:: WHAT YOU HAVE TO DO ::
Rewrite the lines of every record below with each "rough mask" changed to "coarse mask" and everything else left as is. Leave the pictures out of your answer.

(Stored records)
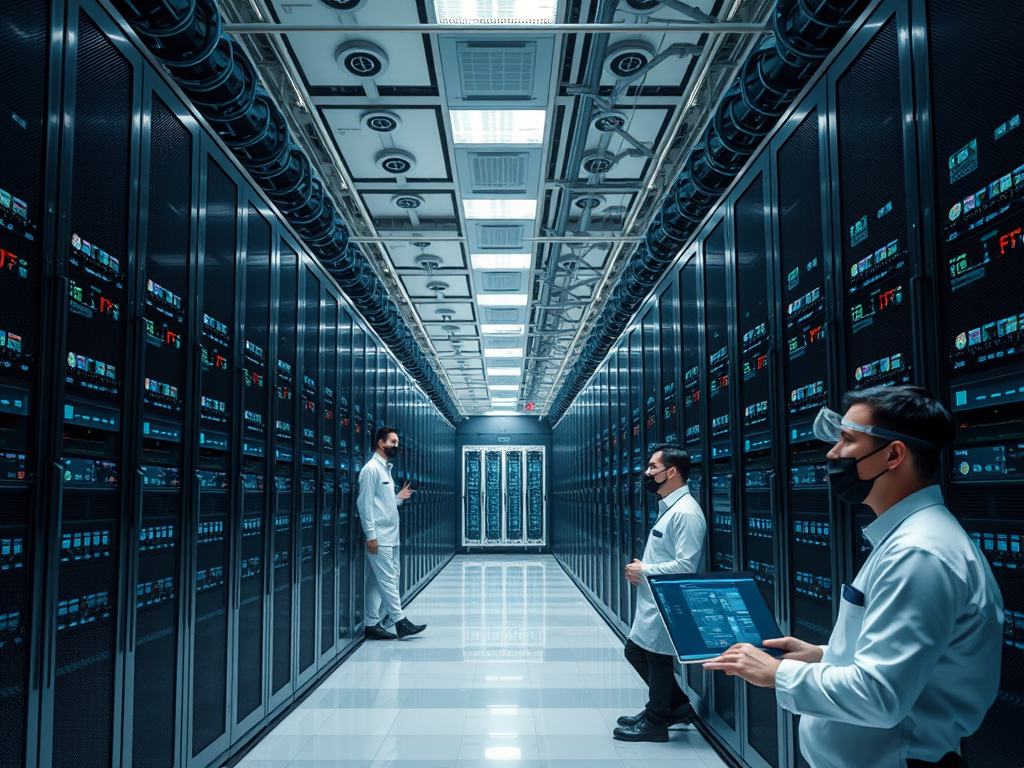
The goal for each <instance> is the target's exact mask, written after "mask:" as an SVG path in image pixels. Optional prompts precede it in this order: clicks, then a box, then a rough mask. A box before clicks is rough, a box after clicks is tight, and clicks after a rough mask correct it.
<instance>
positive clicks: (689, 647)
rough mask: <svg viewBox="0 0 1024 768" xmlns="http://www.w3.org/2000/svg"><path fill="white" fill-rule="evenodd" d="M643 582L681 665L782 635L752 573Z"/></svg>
mask: <svg viewBox="0 0 1024 768" xmlns="http://www.w3.org/2000/svg"><path fill="white" fill-rule="evenodd" d="M647 583H648V584H649V585H650V589H651V592H652V593H653V595H654V602H655V603H656V604H657V609H658V611H659V612H660V614H662V618H663V620H664V621H665V626H666V627H667V628H668V630H669V636H670V637H671V638H672V644H673V646H674V647H675V648H676V655H677V656H678V658H679V660H680V663H682V664H693V663H696V662H703V660H707V659H709V658H713V657H715V656H717V655H720V654H721V653H722V652H723V651H724V650H726V649H727V648H728V647H729V646H730V645H734V644H736V643H751V644H752V645H755V646H757V647H759V648H763V646H762V643H763V641H764V640H768V639H772V638H777V637H781V636H782V633H781V632H780V631H779V629H778V625H777V624H776V623H775V618H774V616H772V614H771V611H770V610H768V605H767V604H766V603H765V600H764V598H763V597H762V596H761V592H760V591H759V590H758V586H757V584H756V583H755V581H754V577H753V575H752V574H751V573H737V572H722V573H675V574H665V575H650V577H648V578H647ZM763 649H764V650H768V651H769V652H770V653H773V654H774V653H775V651H772V650H771V649H768V648H763Z"/></svg>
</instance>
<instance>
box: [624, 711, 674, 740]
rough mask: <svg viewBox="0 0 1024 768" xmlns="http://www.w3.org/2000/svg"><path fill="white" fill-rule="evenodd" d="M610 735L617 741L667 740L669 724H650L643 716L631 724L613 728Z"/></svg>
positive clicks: (668, 728)
mask: <svg viewBox="0 0 1024 768" xmlns="http://www.w3.org/2000/svg"><path fill="white" fill-rule="evenodd" d="M611 735H612V737H614V738H615V739H617V740H618V741H668V740H669V726H667V725H651V724H650V723H649V722H647V718H646V716H644V717H641V718H640V719H639V720H638V721H637V722H636V723H634V724H633V725H627V726H624V727H622V728H615V730H613V731H612V732H611Z"/></svg>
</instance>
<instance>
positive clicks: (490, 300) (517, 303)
mask: <svg viewBox="0 0 1024 768" xmlns="http://www.w3.org/2000/svg"><path fill="white" fill-rule="evenodd" d="M476 303H477V304H479V305H480V306H526V294H524V293H513V294H507V293H506V294H489V293H483V294H480V295H479V296H477V297H476Z"/></svg>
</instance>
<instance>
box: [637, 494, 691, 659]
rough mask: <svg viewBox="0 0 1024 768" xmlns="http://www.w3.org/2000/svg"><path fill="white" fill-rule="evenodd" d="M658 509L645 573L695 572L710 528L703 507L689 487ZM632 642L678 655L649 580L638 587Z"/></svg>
mask: <svg viewBox="0 0 1024 768" xmlns="http://www.w3.org/2000/svg"><path fill="white" fill-rule="evenodd" d="M657 506H658V509H659V510H660V513H662V514H660V516H659V517H658V518H657V522H656V523H654V527H653V528H651V529H650V534H649V535H648V537H647V546H646V547H644V550H643V567H642V568H641V570H642V571H643V574H644V575H649V574H651V573H692V572H694V571H695V570H696V569H697V567H698V566H699V565H700V555H701V552H702V551H703V542H705V534H706V532H707V529H708V525H707V523H706V522H705V519H703V512H701V511H700V506H699V505H698V504H697V502H696V500H695V499H694V498H693V497H692V496H690V489H689V487H687V486H686V485H683V486H682V487H681V488H679V489H678V490H674V492H673V493H671V494H669V496H667V497H666V498H665V499H662V500H660V501H659V502H658V503H657ZM630 640H632V641H633V642H635V643H636V644H637V645H639V646H640V647H641V648H643V649H644V650H649V651H652V652H654V653H664V654H665V655H670V656H674V655H675V654H676V651H675V649H674V648H673V647H672V640H671V639H669V631H668V630H667V629H666V628H665V622H664V621H662V615H660V613H658V612H657V605H655V604H654V596H653V595H652V594H651V592H650V586H649V585H648V584H647V581H646V580H641V582H640V585H639V586H638V588H637V612H636V615H634V617H633V627H632V628H631V629H630Z"/></svg>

:: EXERCISE RESULT ::
The goal for each <instance> is the target's exact mask, written after "mask:" as an SVG path in image pixels. Optional prompts precede it in this order: clicks, then a box, then a coarse mask. A box before clicks is rough, a box after clicks is tight, and clicks after a coarse mask correct it.
<instance>
positive clicks: (689, 647)
coarse mask: <svg viewBox="0 0 1024 768" xmlns="http://www.w3.org/2000/svg"><path fill="white" fill-rule="evenodd" d="M643 582L681 665L782 635L752 573Z"/></svg>
mask: <svg viewBox="0 0 1024 768" xmlns="http://www.w3.org/2000/svg"><path fill="white" fill-rule="evenodd" d="M647 583H648V584H649V585H650V589H651V592H652V593H653V595H654V602H655V603H656V604H657V609H658V611H659V612H660V614H662V618H663V620H664V621H665V626H666V627H667V628H668V630H669V636H670V637H671V638H672V644H673V646H674V647H675V648H676V655H677V656H678V658H679V660H680V663H682V664H693V663H696V662H703V660H707V659H709V658H713V657H715V656H717V655H720V654H721V653H722V652H723V651H724V650H726V649H727V648H728V647H729V646H730V645H734V644H736V643H751V644H752V645H755V646H757V647H759V648H763V646H762V643H763V641H764V640H768V639H772V638H777V637H781V636H782V633H781V632H780V631H779V629H778V625H777V624H776V623H775V618H774V616H772V614H771V611H770V610H768V605H767V604H766V603H765V600H764V598H763V597H762V596H761V592H760V591H759V590H758V586H757V584H756V583H755V581H754V577H753V575H752V574H751V573H737V572H722V573H675V574H665V575H650V577H648V578H647ZM763 649H764V650H768V651H769V652H770V653H773V654H774V653H775V651H772V650H771V649H768V648H763Z"/></svg>
</instance>
<instance>
box: [624, 711, 674, 740]
coarse mask: <svg viewBox="0 0 1024 768" xmlns="http://www.w3.org/2000/svg"><path fill="white" fill-rule="evenodd" d="M610 735L617 741L667 740L669 724H650L643 716L631 724L613 728Z"/></svg>
positive clicks: (668, 728)
mask: <svg viewBox="0 0 1024 768" xmlns="http://www.w3.org/2000/svg"><path fill="white" fill-rule="evenodd" d="M611 735H612V737H614V738H615V739H617V740H618V741H668V740H669V726H667V725H651V724H650V723H649V722H647V718H646V716H644V717H641V718H640V719H639V720H638V721H637V722H636V723H634V724H633V725H627V726H624V727H622V728H615V730H613V731H612V732H611Z"/></svg>
</instance>
<instance>
positive clicks: (490, 300) (517, 303)
mask: <svg viewBox="0 0 1024 768" xmlns="http://www.w3.org/2000/svg"><path fill="white" fill-rule="evenodd" d="M476 303H477V304H479V305H480V306H526V294H524V293H513V294H507V293H506V294H489V293H483V294H480V295H479V296H477V297H476Z"/></svg>
</instance>
<instance>
box: [637, 494, 691, 659]
coarse mask: <svg viewBox="0 0 1024 768" xmlns="http://www.w3.org/2000/svg"><path fill="white" fill-rule="evenodd" d="M658 509L645 573L695 572L710 528L703 507L689 487ZM632 642L678 655L649 580L638 587Z"/></svg>
mask: <svg viewBox="0 0 1024 768" xmlns="http://www.w3.org/2000/svg"><path fill="white" fill-rule="evenodd" d="M657 506H658V509H659V510H660V513H662V514H660V516H659V517H658V518H657V522H656V523H654V527H653V528H651V529H650V534H649V535H648V537H647V546H646V547H644V550H643V567H642V568H641V570H642V571H643V574H644V575H649V574H651V573H692V572H694V571H695V570H696V569H697V567H698V566H699V565H700V555H701V552H702V551H703V542H705V534H706V532H707V529H708V525H707V523H706V522H705V519H703V512H701V511H700V506H699V505H698V504H697V502H696V500H695V499H694V498H693V497H692V496H690V489H689V487H687V486H686V485H683V486H682V487H681V488H679V489H678V490H674V492H673V493H671V494H669V496H667V497H666V498H665V499H662V500H660V501H659V502H658V503H657ZM630 640H632V641H633V642H635V643H636V644H637V645H639V646H640V647H641V648H643V649H644V650H649V651H652V652H654V653H664V654H665V655H670V656H674V655H675V654H676V651H675V649H674V648H673V647H672V640H671V639H669V631H668V630H667V629H666V628H665V622H664V621H662V615H660V613H658V612H657V605H655V604H654V596H653V595H652V594H651V592H650V586H649V585H648V584H647V581H646V580H641V582H640V585H639V586H638V588H637V612H636V615H634V617H633V627H632V628H631V629H630Z"/></svg>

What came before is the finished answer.